═════ Document segment

# Viareggio/Lucca



## Luce00 (Feb 1, 2015)

Hi There,

Is there anyone in the Viareggio/Lucca area that would be interested in meeting up for a glass of wine and a chin wag? My husband and I are looking to move next year but are coming for another Holiday in July. we would really like some advice about moving to Italy/Work/Lifestlye etc.. We are English, early 30's, and live near London at present. would love to hear from anyone who has made the move!! Thanks Lucy


----------



## yosheryosh (Mar 4, 2013)

viareggio looks very nice, interested what others have to say on the city


----------



## Paulitalo (Apr 24, 2015)

Hi Lucy,

Whilst I've never lived in Italy I have an Italian father and a holiday home near Lucca. Not sure how much I can help but I'mjust down the road in Robertsbridge so if you and your husband want to meet up for a chat then I'd be happy to oblige.

Regards, Paul


----------



## DeeS (Mar 4, 2012)

Hello, I live in Lucca and would be happy to meet up with you for a glass of wine and a chat. I have an London born friend who has lived in Italy for 20+ years who will be visiting me from Novara the weekend of July 11 (Elton John concert here in Lucca), and she would probably be happy to chat with you, too. You can reach me at [email protected]. Maybe we can meet Sunday, July 12 here in Lucca?


----------



## nazarena (May 16, 2015)

Hi, my name is Nazarena, I'm 40 and I live in the center of Lucca. I speak English very well (I'm studying for the Cambridge Advanced Exam at the moment).
I'll be happy to answer all your questions about my town.


----------

══════════

_Complete the following:_
• A. Can you condense the paragraph of the Viareggio/Lucca thread that begins "Is there anyone in the Viareggio/Lucca area" into a shorter version that keeps its main facts?
• B. Output the part of the Viareggio/Lucca thread that opens with the words containing "Hello, I live" and closes with "here in Lucca?".
The lines after this point are unrelated to the Viareggio/Lucca thread.

═════ Given data

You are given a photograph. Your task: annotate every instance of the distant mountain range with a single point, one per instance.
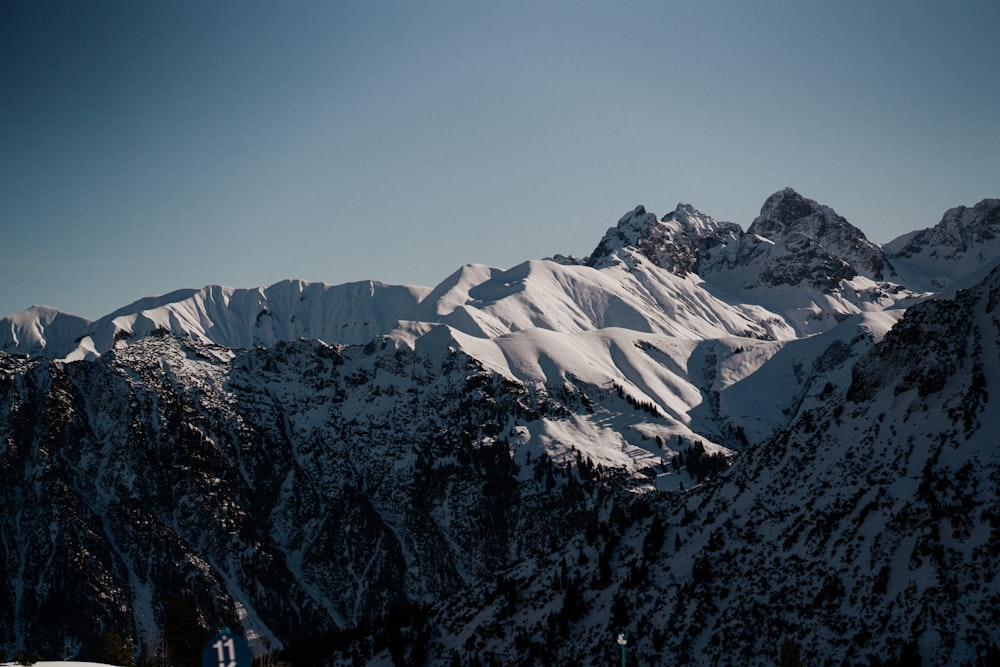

══════════

_Replies:_
• A. Lucy and her husband are English, in their early 30s, and live near London. They hope to meet someone in the Viareggio/Lucca area for a glass of wine and a chat. They plan to move next year and will be back on holiday in July. They want advice on moving to Italy, work and lifestyle, and would love to hear from anyone who has made the move.

• B.
Hello, I live in Lucca and would be happy to meet up with you for a glass of wine and a chat. I have an London born friend who has lived in Italy for 20+ years who will be visiting me from Novara the weekend of July 11 (Elton John concert here in Lucca), and she would probably be happy to chat with you, too. You can reach me at [email protected]. Maybe we can meet Sunday, July 12 here in Lucca?